======== Available data ========
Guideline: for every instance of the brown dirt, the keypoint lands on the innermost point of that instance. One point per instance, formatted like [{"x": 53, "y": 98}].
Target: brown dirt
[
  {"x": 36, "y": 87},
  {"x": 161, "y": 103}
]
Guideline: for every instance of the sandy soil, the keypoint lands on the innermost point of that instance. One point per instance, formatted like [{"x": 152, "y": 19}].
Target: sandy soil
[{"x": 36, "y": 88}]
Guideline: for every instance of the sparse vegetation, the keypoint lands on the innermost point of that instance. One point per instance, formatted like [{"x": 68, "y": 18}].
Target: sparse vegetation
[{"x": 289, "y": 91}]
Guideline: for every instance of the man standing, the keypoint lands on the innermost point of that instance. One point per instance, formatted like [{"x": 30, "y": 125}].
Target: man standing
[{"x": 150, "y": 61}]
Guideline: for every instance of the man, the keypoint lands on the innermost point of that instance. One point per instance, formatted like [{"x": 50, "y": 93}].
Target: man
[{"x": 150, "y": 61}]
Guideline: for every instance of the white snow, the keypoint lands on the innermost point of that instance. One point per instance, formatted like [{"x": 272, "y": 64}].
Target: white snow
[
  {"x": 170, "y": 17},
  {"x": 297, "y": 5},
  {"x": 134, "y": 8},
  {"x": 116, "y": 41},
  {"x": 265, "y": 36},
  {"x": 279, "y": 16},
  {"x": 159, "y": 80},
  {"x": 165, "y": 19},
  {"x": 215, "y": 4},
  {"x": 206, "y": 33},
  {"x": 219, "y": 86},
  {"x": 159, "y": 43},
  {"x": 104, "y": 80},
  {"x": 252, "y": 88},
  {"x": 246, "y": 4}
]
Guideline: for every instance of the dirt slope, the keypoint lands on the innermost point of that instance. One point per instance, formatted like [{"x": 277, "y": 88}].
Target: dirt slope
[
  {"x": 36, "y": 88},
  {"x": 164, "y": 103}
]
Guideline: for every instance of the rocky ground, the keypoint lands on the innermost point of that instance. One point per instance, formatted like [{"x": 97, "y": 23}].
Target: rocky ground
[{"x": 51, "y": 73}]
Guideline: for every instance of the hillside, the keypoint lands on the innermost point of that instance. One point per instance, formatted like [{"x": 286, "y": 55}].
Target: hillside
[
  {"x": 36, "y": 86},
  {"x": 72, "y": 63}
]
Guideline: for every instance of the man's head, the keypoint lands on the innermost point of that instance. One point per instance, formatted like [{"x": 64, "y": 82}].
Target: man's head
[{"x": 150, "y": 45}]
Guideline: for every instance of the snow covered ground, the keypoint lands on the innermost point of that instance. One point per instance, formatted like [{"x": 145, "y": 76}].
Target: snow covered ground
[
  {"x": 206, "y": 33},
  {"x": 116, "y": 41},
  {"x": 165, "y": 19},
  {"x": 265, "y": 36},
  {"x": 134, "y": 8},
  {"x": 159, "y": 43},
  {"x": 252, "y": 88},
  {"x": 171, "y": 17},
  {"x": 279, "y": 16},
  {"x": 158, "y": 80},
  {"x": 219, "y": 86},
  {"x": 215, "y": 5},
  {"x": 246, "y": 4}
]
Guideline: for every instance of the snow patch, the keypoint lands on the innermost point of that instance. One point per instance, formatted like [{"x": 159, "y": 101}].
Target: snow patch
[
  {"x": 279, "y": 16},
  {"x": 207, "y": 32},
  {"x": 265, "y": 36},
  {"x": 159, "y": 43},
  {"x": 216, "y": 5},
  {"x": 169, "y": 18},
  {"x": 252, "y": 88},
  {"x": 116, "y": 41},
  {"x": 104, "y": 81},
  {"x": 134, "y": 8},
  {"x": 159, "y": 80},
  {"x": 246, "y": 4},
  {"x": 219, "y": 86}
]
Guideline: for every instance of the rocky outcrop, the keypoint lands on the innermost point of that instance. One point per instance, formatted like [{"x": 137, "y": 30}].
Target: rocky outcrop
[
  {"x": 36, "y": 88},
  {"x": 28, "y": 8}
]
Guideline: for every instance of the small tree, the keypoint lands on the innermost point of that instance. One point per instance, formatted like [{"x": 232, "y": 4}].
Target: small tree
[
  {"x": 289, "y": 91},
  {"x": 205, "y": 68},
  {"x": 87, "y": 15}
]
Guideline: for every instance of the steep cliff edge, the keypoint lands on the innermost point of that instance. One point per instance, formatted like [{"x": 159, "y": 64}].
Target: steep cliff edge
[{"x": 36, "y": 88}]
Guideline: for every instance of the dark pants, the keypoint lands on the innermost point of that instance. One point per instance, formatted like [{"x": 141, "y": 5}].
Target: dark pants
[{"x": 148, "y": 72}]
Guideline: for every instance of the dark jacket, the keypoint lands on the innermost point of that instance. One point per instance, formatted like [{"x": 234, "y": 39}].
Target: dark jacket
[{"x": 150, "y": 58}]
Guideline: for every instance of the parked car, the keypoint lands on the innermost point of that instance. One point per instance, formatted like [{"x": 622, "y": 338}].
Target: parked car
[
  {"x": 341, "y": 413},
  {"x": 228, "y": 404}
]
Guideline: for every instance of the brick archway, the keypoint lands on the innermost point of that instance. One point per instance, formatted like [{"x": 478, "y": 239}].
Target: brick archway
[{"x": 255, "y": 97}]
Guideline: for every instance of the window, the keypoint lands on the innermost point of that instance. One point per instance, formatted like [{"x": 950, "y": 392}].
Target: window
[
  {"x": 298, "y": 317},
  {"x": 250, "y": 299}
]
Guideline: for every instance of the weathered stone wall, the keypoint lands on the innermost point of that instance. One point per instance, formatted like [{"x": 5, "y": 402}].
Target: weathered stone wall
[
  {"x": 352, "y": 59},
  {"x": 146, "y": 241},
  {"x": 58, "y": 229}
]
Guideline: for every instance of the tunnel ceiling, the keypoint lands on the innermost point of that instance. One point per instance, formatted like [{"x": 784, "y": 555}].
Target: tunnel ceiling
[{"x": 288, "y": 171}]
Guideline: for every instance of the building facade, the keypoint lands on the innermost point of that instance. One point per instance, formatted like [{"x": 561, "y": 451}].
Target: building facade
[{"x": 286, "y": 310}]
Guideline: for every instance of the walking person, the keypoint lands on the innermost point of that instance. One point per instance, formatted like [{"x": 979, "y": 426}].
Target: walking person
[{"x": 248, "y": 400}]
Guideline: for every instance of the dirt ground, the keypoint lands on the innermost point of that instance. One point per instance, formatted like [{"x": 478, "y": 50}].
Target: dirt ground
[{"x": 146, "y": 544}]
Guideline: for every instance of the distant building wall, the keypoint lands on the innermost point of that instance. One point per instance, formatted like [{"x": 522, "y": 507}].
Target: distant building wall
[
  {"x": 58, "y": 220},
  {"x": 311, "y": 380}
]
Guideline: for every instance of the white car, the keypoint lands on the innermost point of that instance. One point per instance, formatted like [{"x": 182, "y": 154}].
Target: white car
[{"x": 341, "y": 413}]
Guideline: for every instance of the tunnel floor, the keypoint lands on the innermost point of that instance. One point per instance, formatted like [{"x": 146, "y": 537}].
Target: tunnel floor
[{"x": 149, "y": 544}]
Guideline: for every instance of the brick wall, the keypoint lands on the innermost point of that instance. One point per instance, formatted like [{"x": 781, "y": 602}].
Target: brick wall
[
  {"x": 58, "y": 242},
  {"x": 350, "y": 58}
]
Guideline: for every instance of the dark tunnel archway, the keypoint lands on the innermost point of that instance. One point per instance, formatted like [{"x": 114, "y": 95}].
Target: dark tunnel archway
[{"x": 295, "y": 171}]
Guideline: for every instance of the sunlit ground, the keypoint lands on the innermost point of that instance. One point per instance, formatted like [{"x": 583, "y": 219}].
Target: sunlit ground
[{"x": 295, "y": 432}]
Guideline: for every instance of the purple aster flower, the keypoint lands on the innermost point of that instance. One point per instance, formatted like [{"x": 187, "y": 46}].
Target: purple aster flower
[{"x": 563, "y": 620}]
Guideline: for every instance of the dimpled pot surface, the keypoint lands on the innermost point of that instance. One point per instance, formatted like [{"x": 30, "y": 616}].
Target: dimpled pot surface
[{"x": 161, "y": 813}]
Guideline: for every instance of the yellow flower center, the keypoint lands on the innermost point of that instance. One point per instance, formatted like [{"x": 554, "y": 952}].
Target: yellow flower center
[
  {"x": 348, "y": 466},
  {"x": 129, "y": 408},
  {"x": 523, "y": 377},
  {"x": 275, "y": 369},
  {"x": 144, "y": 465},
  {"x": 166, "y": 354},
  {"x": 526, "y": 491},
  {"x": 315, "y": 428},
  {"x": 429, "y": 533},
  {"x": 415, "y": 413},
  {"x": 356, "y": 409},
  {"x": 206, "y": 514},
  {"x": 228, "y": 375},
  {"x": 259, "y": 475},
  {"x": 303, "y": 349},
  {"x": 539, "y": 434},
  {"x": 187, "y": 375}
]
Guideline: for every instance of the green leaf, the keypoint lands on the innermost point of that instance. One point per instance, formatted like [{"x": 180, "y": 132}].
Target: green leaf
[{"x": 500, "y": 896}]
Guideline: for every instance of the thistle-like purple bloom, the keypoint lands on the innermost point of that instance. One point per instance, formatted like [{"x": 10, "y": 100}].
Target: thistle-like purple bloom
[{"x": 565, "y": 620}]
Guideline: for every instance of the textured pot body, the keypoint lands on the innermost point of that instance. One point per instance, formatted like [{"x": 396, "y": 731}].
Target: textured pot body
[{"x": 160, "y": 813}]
========
What to work on
For the material above, reproduce exactly the lines from the line with "Target: sunlit ground" to the line with "Guideline: for every instance of the textured", inclusive, and exclude all others.

Answer
Target: sunlit ground
[{"x": 295, "y": 432}]
Guideline: for every instance of the purple aster flower, the keypoint lands on the innermost point of that instance. One point per instance, formatted like [{"x": 187, "y": 46}].
Target: purple aster flower
[{"x": 563, "y": 620}]
Guideline: for every instance of the dimpled pot surface, the keypoint lands on the innermost point of that instance. One point per instance, formatted like [{"x": 30, "y": 616}].
Target: dimpled pot surface
[{"x": 161, "y": 813}]
Guideline: for every instance of the yellow flower center, the keypoint lands on the innermost point of that instance. One point per instance, formatted like [{"x": 554, "y": 952}].
Target: yellow flower center
[
  {"x": 348, "y": 466},
  {"x": 129, "y": 408},
  {"x": 523, "y": 377},
  {"x": 275, "y": 369},
  {"x": 144, "y": 465},
  {"x": 166, "y": 354},
  {"x": 526, "y": 491},
  {"x": 315, "y": 428},
  {"x": 429, "y": 533},
  {"x": 415, "y": 413},
  {"x": 356, "y": 409},
  {"x": 206, "y": 514},
  {"x": 228, "y": 375},
  {"x": 259, "y": 475},
  {"x": 303, "y": 349},
  {"x": 539, "y": 434},
  {"x": 187, "y": 375}
]
Guideline: for every instance of the green leaf, the keypoint lands on the innermost point of that instance. One point per instance, formatted like [{"x": 180, "y": 132}].
Target: green leaf
[{"x": 500, "y": 896}]
Guideline: for every instance of the thistle-like purple bloom, the keypoint lands on the innermost point of that instance. One point per instance, formatted like [{"x": 10, "y": 100}].
Target: thistle-like purple bloom
[{"x": 565, "y": 620}]
Guideline: for every instance of the textured pot body, the keypoint lands on the innermost point of that instance. One point per instance, formatted like [{"x": 396, "y": 731}].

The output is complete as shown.